Исследования желудочно-кишечного тракта в связи с угрозой потери зубов, оказание помощи при врожденной патологии, при отсутствии зубов — это наше будущее. Делают многое, но еще мало. Это совместное лечение со специалистами других профилей. Такое возможно сейчас только на тех кафедрах, которые находятся в стенах института, где есть другие кафедры. Это многопрофильная задача.
Применение функционально действующих ортодонтических аппаратов, которые позволяют не только нормализовать форму, но и все функции. Функция строит форму. И функция разрушает форму. Поэтому мало исправить положение зубов, нужно их удержать в этом новом положении. Вот этими вопросами будут заниматься в дальнейшем. А вопросов этих очень много.
— Февралина Яковлевна, вы говорили вначале, что не знали, чем хотите заниматься. Вам было все равно. Но сейчас вы не сожалеете, что пошли в этом направлении?
— Я обожаю свою специальность. Эта наука прекрасна. Евдокимов был совершенно прав. И я хочу эту свою любовь передать студентам. Надо любить дело, которым занимаешься. Не просто его освоить как ремесло — а именно проникнуться, жить этим. Поэтому я всегда помогаю всем вокруг. До сих пор.
— То есть к вам и сейчас идут с какими-то просьбами?

+ + +

**Задание**: Кого Февралина Яковлевна в интервью называет совершенно правым?

Данные указания на области
+ + +

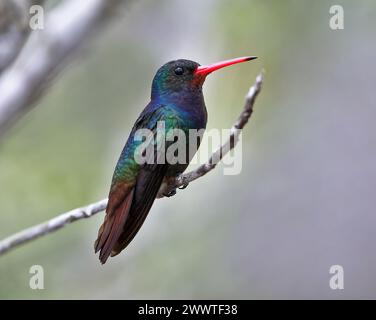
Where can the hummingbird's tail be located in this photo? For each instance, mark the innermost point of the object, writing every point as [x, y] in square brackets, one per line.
[127, 208]
[112, 227]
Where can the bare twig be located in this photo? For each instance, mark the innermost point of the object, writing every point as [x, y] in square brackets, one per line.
[66, 28]
[86, 212]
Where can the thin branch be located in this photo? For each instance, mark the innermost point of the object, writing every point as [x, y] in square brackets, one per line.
[183, 180]
[46, 51]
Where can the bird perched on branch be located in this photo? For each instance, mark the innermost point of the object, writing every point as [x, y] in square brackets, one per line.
[176, 101]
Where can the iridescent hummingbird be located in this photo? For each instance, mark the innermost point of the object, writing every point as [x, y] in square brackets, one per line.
[177, 100]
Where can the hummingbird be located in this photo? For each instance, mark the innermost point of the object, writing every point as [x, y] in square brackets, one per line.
[178, 101]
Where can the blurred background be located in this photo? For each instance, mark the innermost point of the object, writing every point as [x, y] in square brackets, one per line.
[303, 202]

+ + +

**Ответ**: Евдокимова.